Исходный текст

.....

Механическое внедрение этих рекомендаций в наших условиях может оказаться роковым. После вступления в силу Лиссабонского договора сократились возможности стран ЕС проводить радикальные экономические реформы законодательным путем. Спрашивается: почему мы согласились на то, на что согласились?
Ибо как же в странах Восточной Европы может образоваться благоприятная ситуация, если эксклюзивные компетенции ЕС, а также компетенции в сферах общих для ЕС и стран–участниц будут осуществляться с применением тех стандартов ЕС, которые заимствованы у развитых стран?
Во–первых, у Германии. А вот в социальной сфере каждая из стран–участниц будет заморожена в том положении, в каком она находится. Значит, нам остается следовать рецепту Кейнса и, допуская любой дефицит бюджета, создавать во всей стране современную инфраструктуру — строить качественные дороги, модернизировать железнодорожный транспорт, создавать благожелательные условия для предпринимательства в каждом уголке страны, инвестировать в науку, создавать экспериментальные производства, чтобы открытия ученых превращались в товары с высокой добавленной стоимостью.
Лишь следуя таким путем, Латвия по уровню жизни своих людей сможет приблизиться к наиболее развитым странам ЕС. Другого выхода нет.
— Ну, хорошо — Лиссабонский договор… Хоть я тут больше бы подчеркивал наше собственное достоинство, достоинство нашей страны. Разве не мы сами отдали предпочтение не столько включению, сколько подчинению. Имеет ли смысл об этом говорить на уровне права?
— Да, подписав Лиссабонский договор, мы согласились подчиняться. По части творчества правовых норм у стран ЕС во многих сферах формально никаких прав уже нет. И то, что мы продолжаем принимать по этим вопросам законы, фактически является нарушением договора. Но мы прикидываемся, что этого не знаем, а ЕС прикидывается, что этого не видит.

.....

Приложенный список
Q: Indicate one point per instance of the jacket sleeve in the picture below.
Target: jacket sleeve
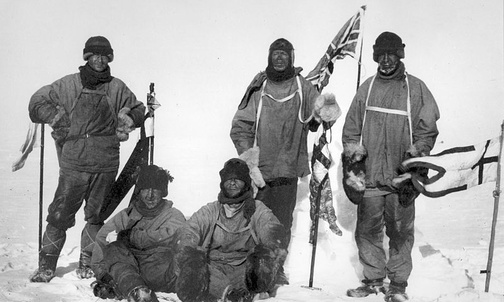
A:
(352, 129)
(424, 120)
(116, 224)
(164, 234)
(243, 125)
(44, 102)
(124, 98)
(197, 228)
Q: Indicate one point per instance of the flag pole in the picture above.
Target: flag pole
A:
(496, 194)
(315, 229)
(359, 65)
(41, 184)
(151, 113)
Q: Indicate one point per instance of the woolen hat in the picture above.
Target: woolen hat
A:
(236, 168)
(281, 44)
(154, 177)
(388, 42)
(99, 46)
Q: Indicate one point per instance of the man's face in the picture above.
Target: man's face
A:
(280, 60)
(151, 197)
(233, 187)
(98, 62)
(388, 63)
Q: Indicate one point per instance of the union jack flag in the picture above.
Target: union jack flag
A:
(347, 42)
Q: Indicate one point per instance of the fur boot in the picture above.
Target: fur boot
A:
(262, 267)
(194, 277)
(354, 171)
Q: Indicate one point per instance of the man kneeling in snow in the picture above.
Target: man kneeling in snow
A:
(230, 248)
(140, 261)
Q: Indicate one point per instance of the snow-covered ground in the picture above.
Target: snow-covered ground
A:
(451, 247)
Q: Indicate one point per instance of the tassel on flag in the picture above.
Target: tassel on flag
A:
(347, 42)
(320, 186)
(152, 104)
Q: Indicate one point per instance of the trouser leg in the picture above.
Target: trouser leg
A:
(52, 244)
(281, 199)
(158, 270)
(369, 237)
(87, 243)
(99, 186)
(122, 265)
(400, 229)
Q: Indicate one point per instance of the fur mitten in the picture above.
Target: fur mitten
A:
(125, 124)
(262, 266)
(354, 171)
(251, 157)
(326, 108)
(194, 276)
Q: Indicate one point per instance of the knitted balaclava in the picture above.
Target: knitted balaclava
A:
(388, 42)
(154, 177)
(98, 45)
(238, 169)
(280, 44)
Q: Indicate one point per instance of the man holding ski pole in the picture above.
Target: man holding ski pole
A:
(273, 119)
(90, 113)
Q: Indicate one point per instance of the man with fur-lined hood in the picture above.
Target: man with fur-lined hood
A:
(230, 248)
(392, 117)
(270, 128)
(90, 113)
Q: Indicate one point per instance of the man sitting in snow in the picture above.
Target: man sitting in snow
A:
(140, 261)
(231, 247)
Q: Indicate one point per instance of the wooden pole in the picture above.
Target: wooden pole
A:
(41, 184)
(496, 195)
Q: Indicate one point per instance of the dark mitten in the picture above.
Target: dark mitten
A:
(406, 190)
(262, 266)
(354, 172)
(124, 236)
(104, 288)
(194, 277)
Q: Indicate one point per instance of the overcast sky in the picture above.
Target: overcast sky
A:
(201, 55)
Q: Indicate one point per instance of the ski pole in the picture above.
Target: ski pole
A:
(41, 184)
(150, 98)
(496, 194)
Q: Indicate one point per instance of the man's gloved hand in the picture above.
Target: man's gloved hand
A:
(104, 288)
(124, 236)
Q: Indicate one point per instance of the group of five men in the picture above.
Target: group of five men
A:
(233, 248)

.....

Задание 1
Перечислите все действия, которые в тексте о Лиссабонском договоре названы после тире как способы создать во всей стране современную инфраструктуру.
Задание 2
Продолжите текст о Лиссабонском договоре, начав сразу после последней реплики.
Список взят из другого источника.

Ответ 1
- строить качественные дороги
- модернизировать железнодорожный транспорт
- создавать благожелательные условия для предпринимательства в каждом уголке страны
- инвестировать в науку
- создавать экспериментальные производства

Ответ 2
— Но у нас в Латвии много толковых, умных юристов. Почему ваше (профессионального сообщества) мнение публично гораздо тише мнения политиков, законодателей? И что о данной ситуации говорит наука Латвии?
— Я пытался описать происходящие в условиях глобализации процессы в своей книге "Теория права & юридический метод". Самой большой бедой политической и юридической практики в Европе является столь современная ныне политкорректность.
Со времен создания хотя бы латышских толковых словарей она пережила огромную эволюцию. Там она означала — точный, любезный, вежливый, учтивый. А сейчас под политкорректным поведением понимают такое, когда ты закрываешь глаза, лишь бы не видеть, что происходит в реальной жизни.
Политкорректность требует, чтобы абсолютно неудачный, некомпетентный процесс характеризовался как всецело приемлемый и возможный. И вот это избежание возражений это соглашательство со всем в отдельных случаях проявляется также и в позиции стран–участниц. Мы в этом смысле являемся примером.
Наша политкорректность (уже начиная с крестьянских соплатежей) в сегодняшних условиях фактически стала политтрусостью.
А если говорить о науке, то ее организация требует наличия специальных центров. У нас в роли подобных центров выступают отдельные университеты и вузы. В Академии наук юридическая проблематика никогда не находилась в центре внимания.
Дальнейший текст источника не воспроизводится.